Twitter - how I convinced myself that it mightn't be a complete waste of time

  • Posted on: 18 September 2008
  • By: agittins

After a year or more of occasionally glancing sideways at it, I finally decided to take a look at twitter. Most of my brain is telling me that there's no net value there, and that the signal to noise ratio is never going to make it anything other than a monumental waste of time - especially for someone who can't even keep up with his RSS feeds. A part of me, however, thinks otherwise.

A word of warning to people-people - the following is written by an introvert (an INTP in fact) and as such, will probably read as fairly cold and unfeeling, perhaps even rude and elitist. This is not the intent, but purely a side-effect of an analytical approach to looking at social networking. I love my friends, but since this is about communication not relations, the warm and fuzzy parts of the issue are ignored to give a clearer view of the problem. Yeah, it's probably creepy that we can turn it on and off, you should watch Dexter as a prime example of the extreme :-)

As an introvert, I find social noise highly disruptive and energy-sapping. A room full of talking people is a resource drain, while for an extrovert the same situation would be energising and invigorating. This is why part of me doesn't want anything to do with twitter - it's scared that it will be full of extroverts gushing about how their dog just ate dinner, or little Timmy just said his 94th word or similarly banal stuff that, as a geek, holds zero value. This is the sort of pattern you see on facebook and myspace already, so it's not an unreasonable assumption that twitter could be the same, perhaps even more so since it seems geared toward the most casual of chatter.

Perhaps I am looking for something more business-like than Facebook. You'd think the logical response to that would be Linked-In. But linked-in is in my experience little more than a glorified addressbook. It works reasonably well as a way to keep up to date with the contact details of past colleagues and may work reasonably well at getting in touch with 'vouchable' resources but it does little to encourage ongoing discussion or contact. I think this has a lot to do with linked-in being very formal in its feel. The requirement that you have an established relationship with someone before contacting them (or having a mutual contact) means that you are not going to necessarily feel comfortable just blurting out random discoveries or questions, as most of the people on your list are going to be people in disparate fields of expertise - great if you have a HR question or want advice from a Patent Lawyer, but not necessarily so good for a tricky Python issue unless all your colleagues are programmers. Being fairly business-like, linked-in takes care of the very serious side of social networking, but not a day-to-day gathering of like minds.

I think twitter can be different. I think twitter in a way gives you social permission to listen only to those worth listening to. Something like myspace or facebook seems to come with a social obligation to acknowledge everyone you know - if you are aware of someones existence and they send you a friend invite, you are somehow compelled to accept it regardless of how interested (day to day) you might be in that person's life. Generally, the people in facebook who send the most status updates are those whose status updates you are the least interested in. In a way, it treats all friends as equal.

Not all my friends are equal. There might be those for whom I take a keen interest in day-to-day happenings. Actually, there aren't (yes, I'm a terrible friend), but there could be. There are those for whom I have a general interest in what they're up to, and those who I just like the idea of still being in touch with, but don't necessarily have much interest in chatting to more than once a year.

⁂

* _AIM A_: Summarize the blog post about Twitter in two sentences.

(Extracted data entries)
⁂

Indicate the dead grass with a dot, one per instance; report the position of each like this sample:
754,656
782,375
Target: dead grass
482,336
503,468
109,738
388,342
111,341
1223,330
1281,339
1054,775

⁂

* _AIM B_: Give the lines of the records as a Markdown table with the columns No. and Line, numbering each row and leaving out any blank lines.

* _OUTPUT A_: The author, a self-described introvert, finally looked at Twitter after a year or more of glancing sideways at it, fearing it would be a waste of time full of banal chatter like Facebook and MySpace, and finds LinkedIn too formal to encourage day-to-day discussion. The author nonetheless thinks Twitter may be different because it gives social permission to listen only to those worth listening to, rather than treating all friends as equal.

* _OUTPUT B_:
| No. | Line |
|---|---|
| 1 | Indicate the dead grass with a dot, one per instance; report the position of each like this sample: |
| 2 | 754,656 |
| 3 | 782,375 |
| 4 | Target: dead grass |
| 5 | 482,336 |
| 6 | 503,468 |
| 7 | 109,738 |
| 8 | 388,342 |
| 9 | 111,341 |
| 10 | 1223,330 |
| 11 | 1281,339 |
| 12 | 1054,775 |